• Tâches à réaliser:
a) Résumez en deux phrases l'extrait sur l'armée et le Hirak.
b) Répondez aux questions suivantes à partir de l'extrait sur l'armée et le Hirak.
(i) Combien de fois par an le peuple est-il sorti, selon l'extrait ?
(ii) Quel exemple envoyait des signaux rouges en parallèle ?
(iii) Comment les décideurs voyaient-ils l'élection présidentielle ?

• Extrait choisi:
== == ==

Une année après, ne faut-il pas aussi, et le plus objectivement du monde, relever le rôle positif de l'armée dans l'accompagnement du Hirak ? Et même si nous n'avons pas été toujours d'accord sur tout, nous réaffirmons avec fierté que l'ANP n'a pas failli à sa mission républicaine. Beaucoup de pêcheurs en eau trouble l'attendaient au tournant et voulaient la piéger en lui suggérant de prendre en main les affaires d'une manière directe. Cela aurait suffi pour déclencher les interventions étrangères alors que l'exemple soudanais, qui envoyait des signaux rouges en parallèle, nous indiquait clairement les dangers mortels de cette voie. L'intelligence de l'armée fut de diriger cette phase délicate sans s'exposer. Il n'est pas coutumier d'entendre dire que, dans tel pays où le peuple est sorti 52 fois par an, et parfois dans une atmosphère électrique, aucune balle n'a été dirigée vers les manifestants ! Il ne faut pas en faire une banalité. Par contre et nous l'avions critiquée en soulignant son caractère contreproductif, la vague d'arrestations qui toucha le mouvement populaire fut une fausse note qui alimente toujours le débat public car beaucoup de têtes d'affiche continuent de croupir en prison. Un mauvais calcul, une précipitation, un signe d'énervement ? Certainement que l'urgence et la nécessité de l’élection présidentielle, vue par les décideurs comme la solution idoine au flou constitutionnel, ont eu pour effet de précipiter le recours à ces méthodes d'un autre âge. Mais nous ne pouvions, en aucune manière, les tolérer ! Et nous le disions en tant qu'amis de l'armée, car nous savions que ses ennemis allaient exploiter ces excès pour soulever la colère populaire, ignorant que le peuple avait non seulement compris la démarche de l'ANP, mais aussi et surtout exprimé son soutien et sa solidarité aux forces armées dès les premiers jours.

== == ==

Données enregistrées:
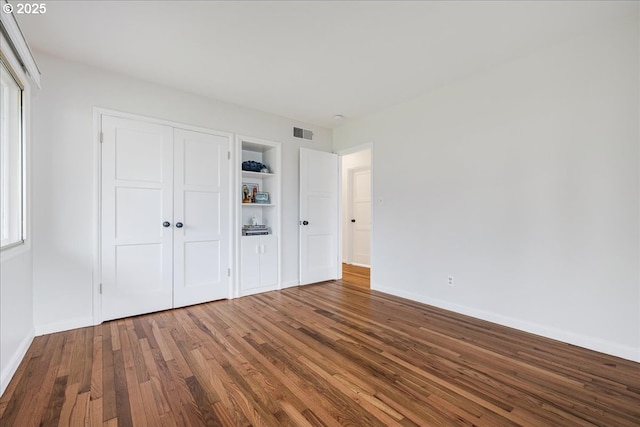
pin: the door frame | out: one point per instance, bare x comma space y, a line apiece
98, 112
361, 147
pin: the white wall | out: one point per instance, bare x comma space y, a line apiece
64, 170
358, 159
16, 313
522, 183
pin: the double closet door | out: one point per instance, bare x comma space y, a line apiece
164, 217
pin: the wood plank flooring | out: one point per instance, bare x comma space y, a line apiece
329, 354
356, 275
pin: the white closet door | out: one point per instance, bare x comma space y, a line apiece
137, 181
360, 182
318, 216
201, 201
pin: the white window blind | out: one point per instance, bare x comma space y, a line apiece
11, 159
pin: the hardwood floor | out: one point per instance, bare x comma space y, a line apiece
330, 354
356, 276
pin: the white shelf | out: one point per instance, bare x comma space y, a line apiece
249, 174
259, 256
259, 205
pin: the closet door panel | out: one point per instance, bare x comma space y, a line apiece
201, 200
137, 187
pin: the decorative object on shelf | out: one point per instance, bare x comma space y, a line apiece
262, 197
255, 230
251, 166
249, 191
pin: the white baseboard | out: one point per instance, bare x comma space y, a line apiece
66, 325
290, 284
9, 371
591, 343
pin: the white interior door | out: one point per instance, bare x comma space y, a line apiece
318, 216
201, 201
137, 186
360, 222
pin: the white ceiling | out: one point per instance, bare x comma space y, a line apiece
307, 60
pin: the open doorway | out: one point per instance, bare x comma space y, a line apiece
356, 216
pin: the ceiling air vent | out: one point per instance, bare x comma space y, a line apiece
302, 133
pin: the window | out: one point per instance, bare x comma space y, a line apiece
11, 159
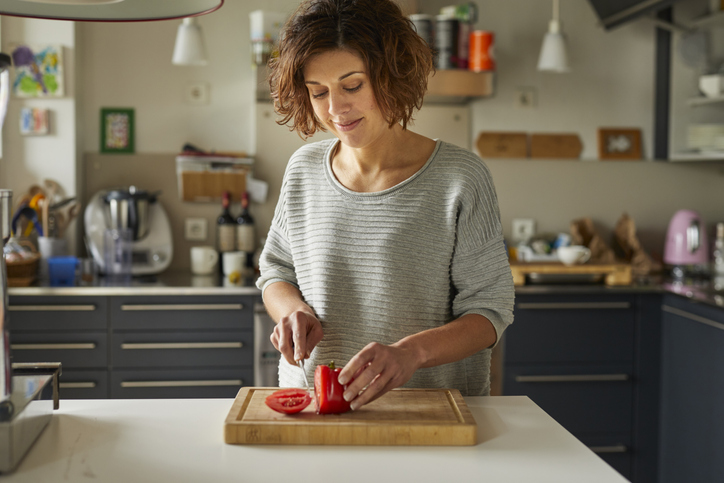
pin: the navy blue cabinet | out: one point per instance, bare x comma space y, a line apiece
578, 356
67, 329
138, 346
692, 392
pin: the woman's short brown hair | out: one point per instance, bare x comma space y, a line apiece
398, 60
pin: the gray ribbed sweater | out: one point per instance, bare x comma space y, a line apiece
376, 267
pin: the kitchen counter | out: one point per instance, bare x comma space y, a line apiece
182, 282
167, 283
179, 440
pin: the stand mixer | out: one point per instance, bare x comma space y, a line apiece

== == ==

• Réponses attendues:
a) L'extrait salue le rôle positif de l'ANP dans l'accompagnement du Hirak : elle n'a pas failli à sa mission républicaine, a dirigé cette phase délicate sans s'exposer, et aucune balle n'a été dirigée vers les manifestants. Il critique en revanche la vague d'arrestations qui a touché le mouvement populaire, une fausse note liée à l'urgence de l'élection présidentielle, alors que beaucoup de têtes d'affiche restent en prison.

b)
(i) 52 fois.
(ii) L'exemple soudanais.
(iii) Comme la solution idoine au flou constitutionnel.